▸ Exercise directions
Take the items below, starting at their first line and ending at the line that contains "56], [129, 58]]", with both of those lines included. Convert them into a JSON list of strings with one string per line, and leave out the blank lines.

▸ Records excerpted from a collection
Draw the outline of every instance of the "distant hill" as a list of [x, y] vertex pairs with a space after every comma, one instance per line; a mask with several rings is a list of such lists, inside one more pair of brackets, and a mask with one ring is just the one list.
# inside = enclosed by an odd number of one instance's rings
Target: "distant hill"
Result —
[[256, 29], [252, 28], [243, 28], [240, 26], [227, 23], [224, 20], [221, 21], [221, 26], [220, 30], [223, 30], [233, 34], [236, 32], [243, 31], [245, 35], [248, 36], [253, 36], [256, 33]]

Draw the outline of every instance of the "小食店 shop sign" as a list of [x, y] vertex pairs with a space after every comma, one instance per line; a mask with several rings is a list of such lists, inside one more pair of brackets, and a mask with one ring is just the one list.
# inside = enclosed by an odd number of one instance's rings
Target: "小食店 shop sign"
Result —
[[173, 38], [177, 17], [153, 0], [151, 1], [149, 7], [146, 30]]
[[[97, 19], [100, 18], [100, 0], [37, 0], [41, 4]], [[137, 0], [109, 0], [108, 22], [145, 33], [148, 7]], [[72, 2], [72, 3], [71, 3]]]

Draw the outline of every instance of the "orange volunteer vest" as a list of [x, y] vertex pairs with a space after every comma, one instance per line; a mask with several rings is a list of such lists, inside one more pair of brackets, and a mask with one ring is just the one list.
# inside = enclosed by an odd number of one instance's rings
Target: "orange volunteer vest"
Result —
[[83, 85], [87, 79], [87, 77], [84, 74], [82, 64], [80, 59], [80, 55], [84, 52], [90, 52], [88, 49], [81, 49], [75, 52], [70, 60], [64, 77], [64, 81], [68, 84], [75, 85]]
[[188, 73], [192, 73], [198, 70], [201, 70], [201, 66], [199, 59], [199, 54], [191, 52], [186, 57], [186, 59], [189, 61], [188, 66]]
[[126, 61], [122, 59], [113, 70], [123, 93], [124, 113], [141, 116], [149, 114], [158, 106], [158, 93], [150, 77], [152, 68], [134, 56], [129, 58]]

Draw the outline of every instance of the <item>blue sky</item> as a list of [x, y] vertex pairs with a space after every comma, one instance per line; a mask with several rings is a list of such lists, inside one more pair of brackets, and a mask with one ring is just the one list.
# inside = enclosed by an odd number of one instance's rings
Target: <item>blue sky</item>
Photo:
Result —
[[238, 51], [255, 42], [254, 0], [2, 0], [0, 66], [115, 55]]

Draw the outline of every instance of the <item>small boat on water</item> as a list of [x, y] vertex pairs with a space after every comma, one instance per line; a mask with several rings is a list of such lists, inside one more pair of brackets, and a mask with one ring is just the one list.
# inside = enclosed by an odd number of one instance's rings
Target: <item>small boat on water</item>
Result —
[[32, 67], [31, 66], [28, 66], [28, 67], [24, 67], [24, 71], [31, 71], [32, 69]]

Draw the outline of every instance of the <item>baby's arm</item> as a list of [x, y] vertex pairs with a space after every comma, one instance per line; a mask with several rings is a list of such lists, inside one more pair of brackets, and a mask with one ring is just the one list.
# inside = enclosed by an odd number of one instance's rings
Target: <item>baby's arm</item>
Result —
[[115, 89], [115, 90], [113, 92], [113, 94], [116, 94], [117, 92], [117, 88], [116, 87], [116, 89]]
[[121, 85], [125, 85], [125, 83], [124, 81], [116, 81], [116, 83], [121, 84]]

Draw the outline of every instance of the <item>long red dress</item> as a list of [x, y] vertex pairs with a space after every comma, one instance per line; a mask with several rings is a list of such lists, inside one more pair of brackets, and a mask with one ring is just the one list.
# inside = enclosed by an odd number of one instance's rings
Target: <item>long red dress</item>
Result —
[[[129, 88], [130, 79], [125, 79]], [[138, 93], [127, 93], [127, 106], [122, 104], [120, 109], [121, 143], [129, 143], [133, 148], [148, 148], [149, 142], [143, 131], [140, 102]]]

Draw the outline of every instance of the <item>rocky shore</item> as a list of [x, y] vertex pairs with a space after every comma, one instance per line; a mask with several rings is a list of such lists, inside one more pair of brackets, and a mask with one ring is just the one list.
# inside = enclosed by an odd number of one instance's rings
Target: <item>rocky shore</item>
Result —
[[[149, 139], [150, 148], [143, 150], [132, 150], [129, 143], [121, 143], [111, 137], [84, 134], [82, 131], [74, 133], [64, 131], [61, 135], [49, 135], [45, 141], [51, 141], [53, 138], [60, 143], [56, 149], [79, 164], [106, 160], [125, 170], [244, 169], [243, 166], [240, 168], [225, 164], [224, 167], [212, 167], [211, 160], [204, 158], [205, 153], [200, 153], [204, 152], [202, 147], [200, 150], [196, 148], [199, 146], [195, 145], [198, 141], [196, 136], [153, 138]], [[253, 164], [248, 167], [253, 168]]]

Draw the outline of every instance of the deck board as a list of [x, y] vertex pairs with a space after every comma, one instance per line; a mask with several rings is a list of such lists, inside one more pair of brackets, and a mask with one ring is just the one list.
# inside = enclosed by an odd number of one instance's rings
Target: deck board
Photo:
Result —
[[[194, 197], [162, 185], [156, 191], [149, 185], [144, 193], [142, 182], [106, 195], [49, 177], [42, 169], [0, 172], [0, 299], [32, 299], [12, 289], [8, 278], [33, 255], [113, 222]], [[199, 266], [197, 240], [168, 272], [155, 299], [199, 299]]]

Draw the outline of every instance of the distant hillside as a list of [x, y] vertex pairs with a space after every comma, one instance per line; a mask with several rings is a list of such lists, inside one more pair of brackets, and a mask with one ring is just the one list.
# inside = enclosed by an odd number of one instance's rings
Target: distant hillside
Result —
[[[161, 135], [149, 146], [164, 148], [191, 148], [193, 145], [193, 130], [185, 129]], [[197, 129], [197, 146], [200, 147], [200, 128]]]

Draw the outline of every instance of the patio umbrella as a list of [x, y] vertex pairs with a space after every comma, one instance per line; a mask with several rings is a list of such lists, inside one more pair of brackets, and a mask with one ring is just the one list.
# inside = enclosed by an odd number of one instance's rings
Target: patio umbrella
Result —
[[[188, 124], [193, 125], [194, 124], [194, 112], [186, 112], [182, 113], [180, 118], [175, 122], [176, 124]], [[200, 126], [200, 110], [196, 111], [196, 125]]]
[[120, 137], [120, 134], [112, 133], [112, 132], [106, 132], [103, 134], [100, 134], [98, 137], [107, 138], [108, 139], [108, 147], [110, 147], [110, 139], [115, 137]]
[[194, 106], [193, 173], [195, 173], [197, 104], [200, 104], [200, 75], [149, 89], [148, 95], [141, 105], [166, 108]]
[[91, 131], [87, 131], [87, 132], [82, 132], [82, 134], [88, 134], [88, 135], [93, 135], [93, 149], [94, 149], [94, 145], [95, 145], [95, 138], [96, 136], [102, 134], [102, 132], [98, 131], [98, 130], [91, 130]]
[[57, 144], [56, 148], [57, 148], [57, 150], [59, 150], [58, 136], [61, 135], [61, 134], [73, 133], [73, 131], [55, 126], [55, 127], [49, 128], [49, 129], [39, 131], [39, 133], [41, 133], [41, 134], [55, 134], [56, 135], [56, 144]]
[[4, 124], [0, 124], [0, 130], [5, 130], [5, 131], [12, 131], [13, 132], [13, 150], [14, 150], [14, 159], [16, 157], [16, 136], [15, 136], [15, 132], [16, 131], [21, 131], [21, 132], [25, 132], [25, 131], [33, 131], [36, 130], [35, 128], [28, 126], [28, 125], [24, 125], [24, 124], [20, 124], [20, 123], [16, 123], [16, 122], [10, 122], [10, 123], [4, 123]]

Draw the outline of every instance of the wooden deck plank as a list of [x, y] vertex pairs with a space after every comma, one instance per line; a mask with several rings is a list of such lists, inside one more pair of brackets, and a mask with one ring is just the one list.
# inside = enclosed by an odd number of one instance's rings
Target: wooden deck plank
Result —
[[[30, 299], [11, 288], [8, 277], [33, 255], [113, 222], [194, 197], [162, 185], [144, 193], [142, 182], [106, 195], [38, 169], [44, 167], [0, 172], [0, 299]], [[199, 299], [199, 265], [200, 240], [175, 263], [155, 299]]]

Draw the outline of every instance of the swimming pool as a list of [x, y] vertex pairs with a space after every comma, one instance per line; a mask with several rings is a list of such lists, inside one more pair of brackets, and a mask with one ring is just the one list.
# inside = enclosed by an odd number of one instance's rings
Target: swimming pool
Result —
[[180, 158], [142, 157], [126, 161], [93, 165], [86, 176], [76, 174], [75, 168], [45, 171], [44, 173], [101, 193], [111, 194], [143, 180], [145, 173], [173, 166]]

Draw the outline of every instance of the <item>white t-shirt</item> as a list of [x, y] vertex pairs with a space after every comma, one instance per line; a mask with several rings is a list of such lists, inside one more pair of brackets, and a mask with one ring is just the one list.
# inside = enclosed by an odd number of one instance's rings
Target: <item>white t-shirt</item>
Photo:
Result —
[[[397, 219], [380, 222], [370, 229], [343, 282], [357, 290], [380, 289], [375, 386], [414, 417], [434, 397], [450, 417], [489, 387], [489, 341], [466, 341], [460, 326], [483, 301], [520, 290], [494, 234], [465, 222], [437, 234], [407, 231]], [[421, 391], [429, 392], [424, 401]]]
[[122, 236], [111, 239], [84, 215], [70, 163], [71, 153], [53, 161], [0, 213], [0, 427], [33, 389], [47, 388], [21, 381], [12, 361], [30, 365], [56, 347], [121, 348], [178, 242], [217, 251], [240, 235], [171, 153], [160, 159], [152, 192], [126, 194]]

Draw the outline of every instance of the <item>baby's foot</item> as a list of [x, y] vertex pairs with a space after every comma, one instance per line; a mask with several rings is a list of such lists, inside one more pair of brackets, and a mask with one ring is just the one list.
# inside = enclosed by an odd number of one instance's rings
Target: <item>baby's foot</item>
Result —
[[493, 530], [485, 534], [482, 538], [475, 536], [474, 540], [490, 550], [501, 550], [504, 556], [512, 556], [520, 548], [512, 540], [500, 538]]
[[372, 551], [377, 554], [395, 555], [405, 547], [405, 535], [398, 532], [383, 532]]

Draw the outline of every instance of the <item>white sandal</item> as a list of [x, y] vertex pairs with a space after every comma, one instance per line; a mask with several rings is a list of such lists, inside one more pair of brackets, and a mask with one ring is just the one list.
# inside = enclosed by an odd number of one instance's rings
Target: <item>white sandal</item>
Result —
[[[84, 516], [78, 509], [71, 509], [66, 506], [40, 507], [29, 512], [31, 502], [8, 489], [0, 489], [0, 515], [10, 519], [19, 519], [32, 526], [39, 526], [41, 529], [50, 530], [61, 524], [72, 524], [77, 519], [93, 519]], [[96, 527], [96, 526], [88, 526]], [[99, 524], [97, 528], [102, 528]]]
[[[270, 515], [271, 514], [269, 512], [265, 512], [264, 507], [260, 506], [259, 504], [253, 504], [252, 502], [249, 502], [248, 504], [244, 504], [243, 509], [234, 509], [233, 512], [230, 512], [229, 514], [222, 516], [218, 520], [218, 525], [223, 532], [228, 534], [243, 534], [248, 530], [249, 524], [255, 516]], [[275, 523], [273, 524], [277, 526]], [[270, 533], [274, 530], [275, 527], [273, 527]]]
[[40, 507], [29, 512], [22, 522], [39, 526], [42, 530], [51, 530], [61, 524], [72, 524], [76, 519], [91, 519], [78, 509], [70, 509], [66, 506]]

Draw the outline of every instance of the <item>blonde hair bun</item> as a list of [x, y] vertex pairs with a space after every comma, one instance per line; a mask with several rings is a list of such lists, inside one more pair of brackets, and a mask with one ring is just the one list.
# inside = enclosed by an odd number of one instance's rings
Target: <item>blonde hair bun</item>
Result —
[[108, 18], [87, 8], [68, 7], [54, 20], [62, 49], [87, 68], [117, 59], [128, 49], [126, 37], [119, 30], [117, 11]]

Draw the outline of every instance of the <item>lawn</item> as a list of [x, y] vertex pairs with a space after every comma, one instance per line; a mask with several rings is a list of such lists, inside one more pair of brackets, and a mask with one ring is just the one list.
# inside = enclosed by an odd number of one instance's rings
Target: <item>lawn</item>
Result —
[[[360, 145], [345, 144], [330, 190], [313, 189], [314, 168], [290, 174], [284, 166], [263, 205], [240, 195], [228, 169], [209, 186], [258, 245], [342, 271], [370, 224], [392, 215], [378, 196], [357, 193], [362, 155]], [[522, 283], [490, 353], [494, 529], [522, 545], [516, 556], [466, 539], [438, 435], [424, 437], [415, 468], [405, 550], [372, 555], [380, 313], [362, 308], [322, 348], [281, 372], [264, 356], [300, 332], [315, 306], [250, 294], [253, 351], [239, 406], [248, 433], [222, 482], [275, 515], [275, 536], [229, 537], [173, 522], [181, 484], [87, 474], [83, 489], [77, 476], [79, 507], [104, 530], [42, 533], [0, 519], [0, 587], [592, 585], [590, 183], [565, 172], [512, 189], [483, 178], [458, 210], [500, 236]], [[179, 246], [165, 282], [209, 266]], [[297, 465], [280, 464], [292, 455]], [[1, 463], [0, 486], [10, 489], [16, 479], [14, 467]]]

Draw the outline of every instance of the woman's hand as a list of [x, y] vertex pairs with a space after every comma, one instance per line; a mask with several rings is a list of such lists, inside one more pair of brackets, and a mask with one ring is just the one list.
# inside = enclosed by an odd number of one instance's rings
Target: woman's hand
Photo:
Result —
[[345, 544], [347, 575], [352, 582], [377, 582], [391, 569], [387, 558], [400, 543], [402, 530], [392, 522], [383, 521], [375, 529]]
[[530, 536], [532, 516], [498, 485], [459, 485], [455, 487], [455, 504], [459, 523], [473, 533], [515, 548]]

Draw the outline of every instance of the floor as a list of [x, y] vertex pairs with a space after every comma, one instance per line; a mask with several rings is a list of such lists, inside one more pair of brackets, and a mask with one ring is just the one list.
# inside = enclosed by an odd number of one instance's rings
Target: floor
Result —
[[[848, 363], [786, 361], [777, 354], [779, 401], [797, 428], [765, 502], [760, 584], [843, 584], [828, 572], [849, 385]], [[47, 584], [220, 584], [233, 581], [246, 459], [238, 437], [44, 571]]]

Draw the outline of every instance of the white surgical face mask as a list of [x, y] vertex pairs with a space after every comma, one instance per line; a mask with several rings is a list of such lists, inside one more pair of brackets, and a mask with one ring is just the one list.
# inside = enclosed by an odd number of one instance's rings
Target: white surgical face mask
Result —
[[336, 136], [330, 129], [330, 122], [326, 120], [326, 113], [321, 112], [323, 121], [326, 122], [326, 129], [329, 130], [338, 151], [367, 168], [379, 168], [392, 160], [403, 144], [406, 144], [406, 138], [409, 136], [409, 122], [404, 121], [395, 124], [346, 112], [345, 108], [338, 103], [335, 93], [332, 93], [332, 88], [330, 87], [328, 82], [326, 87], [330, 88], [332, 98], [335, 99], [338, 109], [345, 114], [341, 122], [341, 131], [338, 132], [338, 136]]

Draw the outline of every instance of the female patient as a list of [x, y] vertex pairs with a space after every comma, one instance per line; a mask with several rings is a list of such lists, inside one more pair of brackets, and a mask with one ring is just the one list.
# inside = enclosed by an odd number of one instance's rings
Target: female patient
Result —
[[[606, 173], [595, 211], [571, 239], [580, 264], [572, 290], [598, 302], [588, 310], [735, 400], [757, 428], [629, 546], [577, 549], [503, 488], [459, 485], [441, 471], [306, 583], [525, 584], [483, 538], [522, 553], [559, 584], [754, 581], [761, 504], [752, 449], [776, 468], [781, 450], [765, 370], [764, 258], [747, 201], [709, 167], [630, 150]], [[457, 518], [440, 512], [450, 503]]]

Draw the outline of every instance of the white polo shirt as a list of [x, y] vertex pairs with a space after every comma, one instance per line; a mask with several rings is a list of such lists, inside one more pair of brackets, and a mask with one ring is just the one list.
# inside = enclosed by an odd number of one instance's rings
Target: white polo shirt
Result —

▸ Result
[
  "Draw the outline of every instance of the \"distant hill\" as a list of [x, y] vertex pairs with a space after every comma, one instance per line; a mask with several rings is a list of such lists, inside one more pair of brackets, and a mask with one ring is just the one list.",
  "# inside = enclosed by an odd number of one instance's rings",
  "Target: \"distant hill\"",
  "Result —",
  "[[256, 29], [252, 28], [243, 28], [240, 26], [227, 23], [224, 20], [221, 21], [221, 26], [220, 30], [223, 30], [233, 34], [236, 32], [243, 31], [245, 35], [248, 36], [253, 36], [256, 33]]",
  "Draw the outline of every instance of the \"小食店 shop sign\" as a list of [x, y] vertex pairs with a space after every comma, one instance per line; a mask with several rings is a list of such lists, inside one more pair of brackets, and a mask with one ring is just the one list.",
  "# inside = enclosed by an odd number of one instance's rings",
  "Target: \"小食店 shop sign\"",
  "Result —",
  "[[173, 38], [177, 17], [153, 0], [151, 1], [149, 7], [146, 30]]",
  "[[[97, 19], [100, 18], [100, 0], [37, 0], [41, 4]], [[137, 0], [109, 0], [108, 22], [145, 33], [148, 7]], [[72, 2], [72, 3], [71, 3]]]",
  "Draw the outline of every instance of the \"orange volunteer vest\" as a list of [x, y] vertex pairs with a space after every comma, one instance per line; a mask with several rings is a list of such lists, inside one more pair of brackets, and a mask with one ring is just the one list.",
  "# inside = enclosed by an odd number of one instance's rings",
  "Target: \"orange volunteer vest\"",
  "Result —",
  "[[83, 85], [87, 79], [87, 77], [84, 74], [82, 64], [80, 59], [80, 55], [84, 52], [90, 52], [88, 49], [81, 49], [75, 52], [70, 60], [64, 77], [64, 81], [68, 84], [75, 85]]",
  "[[188, 73], [192, 73], [198, 70], [201, 70], [201, 66], [199, 59], [199, 54], [191, 52], [186, 57], [186, 59], [189, 61], [188, 66]]",
  "[[126, 61], [122, 59], [113, 70], [123, 93], [124, 113], [141, 116], [149, 114], [158, 106], [158, 93], [150, 77], [152, 68], [134, 56], [129, 58]]"
]